**TÂCHE**
Poursuivez la prédication sur le deuil à partir de sa dernière phrase.

**TEXTE SOURCE**
******
Culte du souvenir : ressusciter du chagrin

VNPPrédication du dimanche 11 novembre 2012

Culte des endeuillés

Texte biblique : Matthieu 8, 18-23

« Laisse les morts enterrer les morts ».

Soyons honnêtes, cette parole de Jésus nous semble bien dure : « Laisse les morts enterrer les morts ! »

Signifie-t-elle que Jésus rejette toute cérémonie funèbre ?

Refuse-t-il au mort les égards auquel il a droit et à la famille l’expression d’une souffrance pourtant légitime ?

Faudrait-il, au nom d’une espérance céleste, nier les douleurs terrestres ?

J’ai le souvenir d’avoir reçu un faire part m’informant du décès d’un officier de l’armée du salut. Il était ainsi libellé « Promotion à la gloire. L’officier untel a été promis à la gloire céleste par notre Seigneur Jésus-Christ. Retrouvons-nous pour nous réjouir« .

Nier ainsi la peine et le deuil, est-ce vraiment ce qui nous est demandé ?

De même, confronté aux prières pour les morts, aux indulgences destinées à sauver les âmes du purgatoire, la réforme calviniste s’est montrée très restrictive en matière de rites funéraires.

Les pasteurs n’avaient pas le droit d’accompagner les familles au cimetière, il n’y avait pas de servce funèbre au Temple.

Aujourd’hui, la société toute entière a pris le relai.
******
**DONNÉES**

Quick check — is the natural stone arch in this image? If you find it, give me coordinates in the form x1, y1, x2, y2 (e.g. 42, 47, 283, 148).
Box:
******
**RÉSULTAT**
La mort est évacuée, le corps est escamoté, les textes liturgiques les plus souvent choisis nous assènent que « la mort n’est rien », qu' »il ne faut pas pleurer ».

En apparence, cette façon de faire confirme la parole de Jésus.

Pourtant, il n’en est rien.

Prendre au sérieux la parole de Jésus, comme l’a fait l’évangéliste Matthieu, c’est plutôt affirmer que le Christ donne à tous ceux qui sont éprouvés par le décès d’un proche la possibilité de vivre dans un triple état d’esprit : de deuil, reconnaissance, vie renouvelée ; triple état d’esprit pour une triple libération.

D’abord, le deuil.

Bien sûr, les Eglises chrétiennes centrent leur message sur la résurrection.

Il n’empêche, le deuil a toute sa place dans un semblable service.

Le Dieu auquel nous croyons n’est pas seulement le Dieu des consolations célestes.

Il ne considère pas toute souffrance et toute tristesse comme illégitimes alors qu’elles font pourtant bien partie de notre existence.

Au contraire, il est le Dieu du réel, le Dieu des bénédictions et de la vie mais aussi des souffrances terrestres, le Dieu qui accompagne Job ou les apôtres pleurant Jésus le vendredi de Pâques, le Dieu qui est aujourd’hui auprès de ceux d’entre vous qui traversent un deuil.

Ce deuil, les pouvoirs publics en fixent la durée légale: une journée, trois jours, une semaine parfois, selon notre proximité avec la personne décédée.

Les religions font de même : selon leurs traditions rituelles, elles proposent des périodes de deuil de quelques jours à quelques mois.

Je crois que la perte d’un conjoint, d’un parent, d’un enfant ne s’oublie jamais.

Il reste toujours la douleur de l’absence, le désir inassouvi de lui confier des projets et des pensées, de se réjouir avec lui ou de trouver en lui une écoute attentive et aimante.

Alors, aujourd’hui, comme dans dix ans, à chaque fois que vous en ressentirez le besoin, ayez le courage d’en parler, le courage de vous soutenir les uns les autres, le courage d’admettre votre fragilité.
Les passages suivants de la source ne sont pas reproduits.